Movie Heaven & Hell 2011 round four: Paul

Every couple of months or so, my husband and I play a game called Movie Heaven & Movie Hell- in which we each pick 7 movies we’d love to watch, and 7 films we think will be terrible, then flip a coin to decide which one we’re watching. Yesterday, it was between my ‘Heaven’ choice of Fanboys and his ‘Hell’ choice of Paul.

Tonight’s Heaven & Hell were both comedy road trips featuring Colin & I’s native people: nerds. Colin’s choice of Paul as a ‘Hell’ raised some eyebrows, as it’s written by and starring two Geek Gods, Simon Pegg and Nick Frost. Similarly, opinions amongst friends were divided over Fanboys as a ‘Heaven‘ film. On the one hand, @alessadark both enjoyed and recommended it, whereas @davefens said he wanted to punch absolutely everyone in it in the face. As it happens, we were unlucky on the coin toss again and ended up watching Paul

Clive (Frost) and Graeme (Pegg) play two English sci-fi nerds who are painfully unfuckable, looking as they do like an Arctic Monkeys roadie and a grubby version of Flash from Blackadder Goes Forth. Pretty much everyone who encounters them think they’re gay lovers (rofl! gays!) but they don’t give a shit because they’ve made a trip of a lifetime to Comic Con in San Diego- the nerd Mecca.

DATA SUPPLIED
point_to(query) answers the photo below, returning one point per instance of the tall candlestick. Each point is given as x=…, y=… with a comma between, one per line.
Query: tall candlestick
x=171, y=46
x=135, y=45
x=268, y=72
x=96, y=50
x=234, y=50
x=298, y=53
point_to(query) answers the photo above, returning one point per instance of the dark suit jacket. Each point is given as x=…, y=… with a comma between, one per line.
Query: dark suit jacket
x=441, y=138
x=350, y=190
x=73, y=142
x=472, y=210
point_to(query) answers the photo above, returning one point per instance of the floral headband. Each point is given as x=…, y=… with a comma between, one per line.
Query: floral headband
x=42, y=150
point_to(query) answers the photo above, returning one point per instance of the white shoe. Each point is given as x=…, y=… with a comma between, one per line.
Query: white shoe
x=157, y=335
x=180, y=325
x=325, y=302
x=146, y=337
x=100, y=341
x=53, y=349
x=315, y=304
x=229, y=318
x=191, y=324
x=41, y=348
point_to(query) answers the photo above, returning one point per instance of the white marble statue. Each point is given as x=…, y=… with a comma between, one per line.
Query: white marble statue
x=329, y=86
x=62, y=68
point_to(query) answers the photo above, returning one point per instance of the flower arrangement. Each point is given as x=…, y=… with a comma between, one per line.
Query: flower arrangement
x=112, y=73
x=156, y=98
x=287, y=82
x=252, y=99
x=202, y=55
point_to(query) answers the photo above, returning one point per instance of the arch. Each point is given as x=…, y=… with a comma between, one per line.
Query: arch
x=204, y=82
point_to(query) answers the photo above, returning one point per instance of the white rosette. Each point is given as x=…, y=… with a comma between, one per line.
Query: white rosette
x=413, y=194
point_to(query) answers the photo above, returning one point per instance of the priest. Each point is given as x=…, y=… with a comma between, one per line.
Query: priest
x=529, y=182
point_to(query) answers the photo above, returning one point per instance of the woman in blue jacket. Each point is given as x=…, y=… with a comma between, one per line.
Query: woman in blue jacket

SHORT TASK 1
Render the rows as a Markdown table with columns "Line" and "Content", skipping blank lines. Begin at the first line of the rows and stop after the line that contains "x=41, y=348".
SHORT TASK 2
Pick up the movie review after its last sentence and write the next part.

EXPECTED OUTPUT 1
| Line | Content |
|---|---|
| 1 | point_to(query) answers the photo below, returning one point per instance of the tall candlestick. Each point is given as x=…, y=… with a comma between, one per line. |
| 2 | Query: tall candlestick |
| 3 | x=171, y=46 |
| 4 | x=135, y=45 |
| 5 | x=268, y=72 |
| 6 | x=96, y=50 |
| 7 | x=234, y=50 |
| 8 | x=298, y=53 |
| 9 | point_to(query) answers the photo above, returning one point per instance of the dark suit jacket. Each point is given as x=…, y=… with a comma between, one per line. |
| 10 | Query: dark suit jacket |
| 11 | x=441, y=138 |
| 12 | x=350, y=190 |
| 13 | x=73, y=142 |
| 14 | x=472, y=210 |
| 15 | point_to(query) answers the photo above, returning one point per instance of the floral headband. Each point is given as x=…, y=… with a comma between, one per line. |
| 16 | Query: floral headband |
| 17 | x=42, y=150 |
| 18 | point_to(query) answers the photo above, returning one point per instance of the white shoe. Each point is given as x=…, y=… with a comma between, one per line. |
| 19 | Query: white shoe |
| 20 | x=157, y=335 |
| 21 | x=180, y=325 |
| 22 | x=325, y=302 |
| 23 | x=146, y=337 |
| 24 | x=100, y=341 |
| 25 | x=53, y=349 |
| 26 | x=315, y=304 |
| 27 | x=229, y=318 |
| 28 | x=191, y=324 |
| 29 | x=41, y=348 |

EXPECTED OUTPUT 2
After the Con, they decide to hire an RV for a road trip to prominent UFO hotspots in America. It’s on this voyage of discovery that they encounter Paul (voiced by Seth Rogen)- an alien who’s escaped from the Government and desperate to get back to his home planet. Being nice lads, Graeme and Clive agree to ferry Paul to his rendezvous point. En route, they kidnap Ruth (Kristen Wiig), a fundamentalist Christian with a gammy eye, and are pursued by both the FBI and Ruth’s hyuck-hyuck yokel dad.

Now, before I commence criticism, here’s a summary of why we weren’t relishing this movie despite it’s Pegg/Frost pedigree:

a) I’ve never seen nor particularly care about ET or Close Encounters of the Third Kind, which Paul is a love letter to (indeed, Spielberg makes a brief vocal cameo). If that makes me a bad person, mascara my top lip and call me Hitler.
b) The trailer made it look shit. Sorry.
c) It features a wise-cracking, American-accented alien. ALF with big swears.
d) The aforementioned wise-cracking alien smokes weed. I KNOW this is a gag about those awful posters beloved by idiot potheads, but I don’t find the concept funny. So sue me.

Available at Easyart.com, if you happen to be a fucking dick.

So there’s our prejudices laid on the line, but knowing this was Pegg and Frost, we were feeling fairly open minded about Paul and were fully prepared to let it surprise us and surpass our low expectations.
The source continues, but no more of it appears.